Before considering Sanctorius’s measuring instruments in more detail, I examine more generally, in Chap. 6, “Quantification and Certainty,” the context in which Sanctorius presented these devices in his works. Unlike previous studies of Sanctorius’s measuring instruments, which often focused on the Commentary on Avicenna, this being the only work in which Sanctorius included illustrations of his instruments, I analyze the measuring instruments in the light of all of Sanctorius’s publications. Furthermore, I scrutinize how the various instruments are related to one another and discuss Sanctorius’s possible complementary use of them. Of particular interest in this context is the role of the De statica medicina, it having become exemplary of Sanctorius’s quantitative approach to physiology. These considerations serve as an introduction to my in-depth study of Sanctorius’s measuring instruments in Chap. 7; and they reveal the agenda behind his inventions and efforts at quantification—namely, to enhance the degree of certainty in medicine—particularly given that the conjectural character of medicine and thus of its certainty were much debated issues in the medical works of his day. While there is not a shadow of a doubt that Sanctorius departed from traditional views by introducing new quantitative procedures into medicine, investigation of the roles that he assigned, on the one hand, to logical reasoning and, on the other, to experience, empirical knowledge, and his new methods of quantification draws a more complex picture of the combination of theory and practice in all of his work.

+++++

» Your tasks:
1. Translate this sentence from the passage on Sanctorius's measuring instruments into French: "Furthermore, I scrutinize how the various instruments are related to one another and discuss Sanctorius's possible complementary use of them."
2. Go on with the passage on Sanctorius's measuring instruments, starting after its final sentence.

» Data for analysis:
+++++

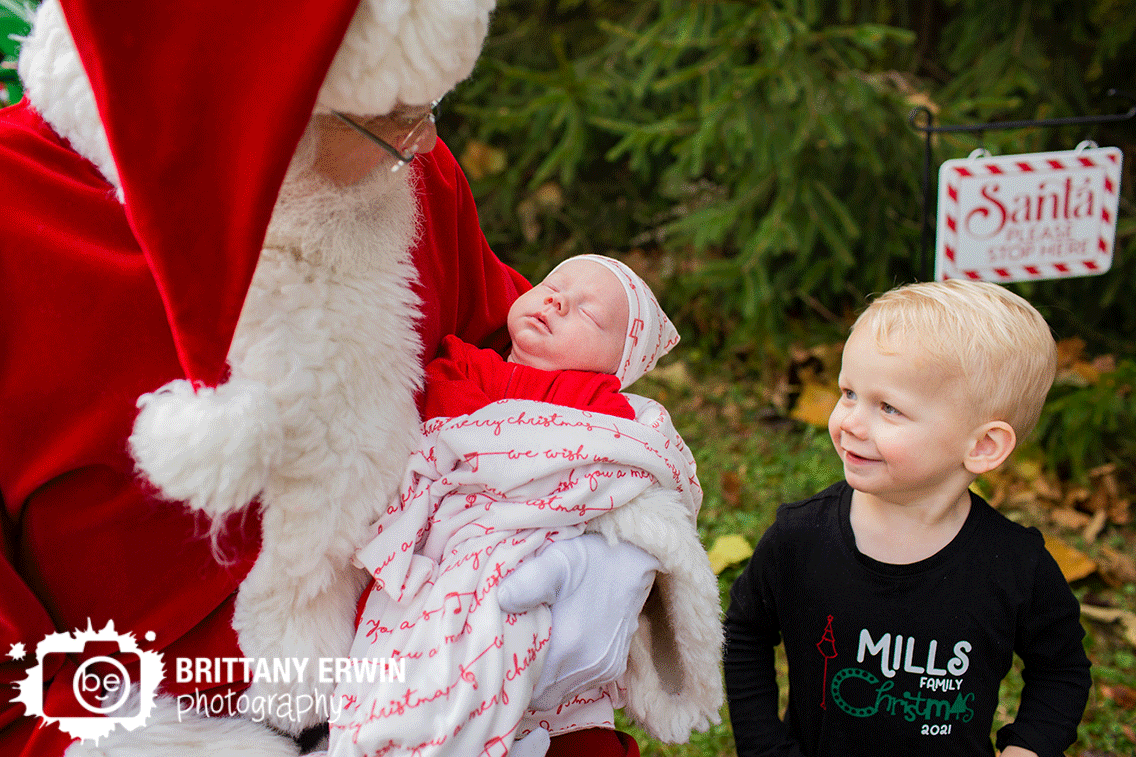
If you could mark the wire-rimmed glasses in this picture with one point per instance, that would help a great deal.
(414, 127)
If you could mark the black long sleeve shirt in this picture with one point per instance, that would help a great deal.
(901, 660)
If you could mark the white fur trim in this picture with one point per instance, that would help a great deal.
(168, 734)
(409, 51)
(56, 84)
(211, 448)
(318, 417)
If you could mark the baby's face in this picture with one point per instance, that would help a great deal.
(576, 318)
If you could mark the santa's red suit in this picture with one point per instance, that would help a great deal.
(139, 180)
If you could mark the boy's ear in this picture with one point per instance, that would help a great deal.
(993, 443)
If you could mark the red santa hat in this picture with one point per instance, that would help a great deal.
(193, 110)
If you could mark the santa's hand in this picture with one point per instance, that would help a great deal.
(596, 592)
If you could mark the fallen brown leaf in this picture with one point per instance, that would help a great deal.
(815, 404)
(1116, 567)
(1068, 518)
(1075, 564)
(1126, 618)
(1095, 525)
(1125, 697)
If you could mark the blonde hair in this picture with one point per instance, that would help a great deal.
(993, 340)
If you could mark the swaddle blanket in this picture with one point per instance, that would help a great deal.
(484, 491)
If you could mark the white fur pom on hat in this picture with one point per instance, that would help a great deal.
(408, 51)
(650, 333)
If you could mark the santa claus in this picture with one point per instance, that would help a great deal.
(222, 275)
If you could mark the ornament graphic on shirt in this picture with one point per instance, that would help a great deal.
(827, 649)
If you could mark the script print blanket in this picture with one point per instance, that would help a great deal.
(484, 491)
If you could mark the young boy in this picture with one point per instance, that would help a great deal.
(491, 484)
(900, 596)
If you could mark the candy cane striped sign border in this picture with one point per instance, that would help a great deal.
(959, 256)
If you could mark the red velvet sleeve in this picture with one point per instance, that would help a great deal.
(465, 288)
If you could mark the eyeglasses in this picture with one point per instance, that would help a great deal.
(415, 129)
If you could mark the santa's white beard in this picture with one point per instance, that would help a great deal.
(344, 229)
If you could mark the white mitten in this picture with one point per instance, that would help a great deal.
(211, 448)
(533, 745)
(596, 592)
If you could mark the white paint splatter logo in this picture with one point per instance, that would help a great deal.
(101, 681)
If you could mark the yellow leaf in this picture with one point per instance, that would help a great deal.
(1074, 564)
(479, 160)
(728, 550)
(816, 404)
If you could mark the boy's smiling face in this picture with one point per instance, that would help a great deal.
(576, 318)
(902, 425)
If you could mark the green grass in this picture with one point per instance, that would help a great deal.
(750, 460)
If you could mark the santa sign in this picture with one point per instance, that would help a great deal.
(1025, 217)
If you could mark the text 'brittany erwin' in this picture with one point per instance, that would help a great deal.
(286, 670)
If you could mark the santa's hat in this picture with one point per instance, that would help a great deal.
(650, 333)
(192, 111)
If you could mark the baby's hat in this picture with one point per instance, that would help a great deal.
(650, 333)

+++++

» Task-by-task answers:
1. De plus, j'examine de près la manière dont les différents instruments sont liés les uns aux autres et j'étudie l'usage complémentaire que Sanctorius a pu en faire.

2.
As its title, “Measuring Instruments,” suggests, Chap. 7 deals with Sanctorius’s most famous devices—pulsilogia, thermoscopes, hygrometers, and balances—which he developed to measure physiological changes. Having attracted considerable scholarly attention over the centuries, they underpin the narrative that identifies Sanctorius as a great innovator and as the founder of a new medical science, whose integral components were mechanization, measurement, and numerical values. The findings of the foregoing chapters allow us now to move beyond these selective accounts of Sanctorius and his work and to take a closer look at, and reevaluate, his celebrated measuring instruments and their use. I explore their design and operation, the contexts in which they emerged, how Sanctorius possibly used them, and what exactly they measured for what purpose. Furthermore, I analyze the hitherto largely ignored two steelyards that Sanctorius devised to gauge climatic conditions, and thereby cover the entire range of his measuring procedures. Moreover, I present the results of the reconstruction of the Sanctorian weighing chair and of the replication of his experimental practice, showing how this approach opened up new perspectives on Sanctorius’s work, his doctrine of static medicine, and the operation and purpose of his weighing chair.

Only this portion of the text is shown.